#### [WORK TO DO]
Copy out the data below, swapping each occurrence of "drop one marker" for "place a single point" and leaving everything else unchanged.

#### [ENTRIES SUPPLIED]
====
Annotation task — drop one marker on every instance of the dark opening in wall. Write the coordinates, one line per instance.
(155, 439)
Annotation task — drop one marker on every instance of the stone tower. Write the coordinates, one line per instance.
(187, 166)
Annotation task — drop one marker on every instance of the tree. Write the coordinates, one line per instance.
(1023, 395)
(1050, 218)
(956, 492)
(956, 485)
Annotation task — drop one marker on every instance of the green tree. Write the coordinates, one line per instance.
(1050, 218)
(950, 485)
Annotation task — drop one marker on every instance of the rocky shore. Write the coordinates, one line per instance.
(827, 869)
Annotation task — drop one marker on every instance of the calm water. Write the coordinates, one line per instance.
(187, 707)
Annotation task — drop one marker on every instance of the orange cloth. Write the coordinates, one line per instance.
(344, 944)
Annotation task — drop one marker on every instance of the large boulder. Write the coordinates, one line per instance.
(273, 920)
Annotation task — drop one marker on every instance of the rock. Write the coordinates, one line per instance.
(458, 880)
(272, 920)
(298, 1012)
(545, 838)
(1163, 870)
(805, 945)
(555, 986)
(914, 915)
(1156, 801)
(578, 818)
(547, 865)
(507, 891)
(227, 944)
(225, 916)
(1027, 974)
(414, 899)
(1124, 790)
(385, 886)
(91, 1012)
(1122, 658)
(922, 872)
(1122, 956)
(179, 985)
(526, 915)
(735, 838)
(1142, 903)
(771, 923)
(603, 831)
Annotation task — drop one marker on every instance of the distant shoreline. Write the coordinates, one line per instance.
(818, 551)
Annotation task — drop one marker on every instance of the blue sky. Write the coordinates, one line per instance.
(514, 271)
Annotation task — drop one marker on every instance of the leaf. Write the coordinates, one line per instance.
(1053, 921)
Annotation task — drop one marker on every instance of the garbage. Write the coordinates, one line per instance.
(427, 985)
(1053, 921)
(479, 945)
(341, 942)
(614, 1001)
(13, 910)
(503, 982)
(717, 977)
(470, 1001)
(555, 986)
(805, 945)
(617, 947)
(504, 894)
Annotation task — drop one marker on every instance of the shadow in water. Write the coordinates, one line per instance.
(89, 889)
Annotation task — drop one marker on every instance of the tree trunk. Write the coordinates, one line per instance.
====
#### [TASK ANSWER]
Annotation task — place a single point on every instance of the dark opening in wall. Write the coordinates, one line per instance.
(155, 439)
Annotation task — place a single point on every instance of the stone tower. Write the coordinates, one line per instance.
(187, 166)
Annotation task — place a single point on every instance of the tree. Write the coordinates, one line per instance.
(1023, 395)
(1050, 218)
(956, 492)
(956, 485)
Annotation task — place a single point on every instance of the green tree. Write the coordinates, one line per instance.
(1050, 218)
(950, 485)
Annotation task — place a single point on every instance of the rocky shore. Write the coordinates, one line per instance.
(827, 869)
Annotation task — place a single point on every instance of the calm water. Write the coordinates, one line per instance.
(187, 707)
Annotation task — place a single point on every instance of the orange cloth. Write the coordinates, one line per instance.
(344, 944)
Annotation task — place a single point on every instance of the large boulder. Write the coordinates, one line per instance.
(273, 920)
Annotation task — place a single point on every instance of the rock. Write the coordinates, one line per instance.
(458, 880)
(272, 920)
(298, 1012)
(545, 838)
(1163, 870)
(805, 945)
(555, 986)
(914, 915)
(1156, 801)
(578, 818)
(547, 865)
(507, 891)
(227, 944)
(225, 916)
(1027, 974)
(414, 899)
(1124, 790)
(385, 886)
(91, 1012)
(1122, 658)
(922, 872)
(1122, 956)
(179, 985)
(526, 915)
(735, 838)
(1142, 903)
(771, 923)
(603, 831)
Annotation task — place a single point on every instance of the distant shoreline. Write the coordinates, one line per instance.
(818, 551)
Annotation task — place a single point on every instance of the blue sky. Write the coordinates, one line per instance.
(514, 271)
Annotation task — place a single point on every instance of the leaf. Write the coordinates, one line per instance.
(1053, 921)
Annotation task — place a single point on every instance of the garbage. Write the coordinates, one line per instance.
(427, 985)
(1053, 921)
(479, 945)
(341, 942)
(614, 1001)
(13, 910)
(503, 982)
(717, 977)
(470, 1001)
(555, 986)
(805, 945)
(617, 947)
(504, 894)
Annotation task — place a single point on every instance of the shadow in water. Write the coordinates, one line per instance.
(89, 889)
Annotation task — place a single point on every instance of the tree trunk. Write the coordinates, one line per instance.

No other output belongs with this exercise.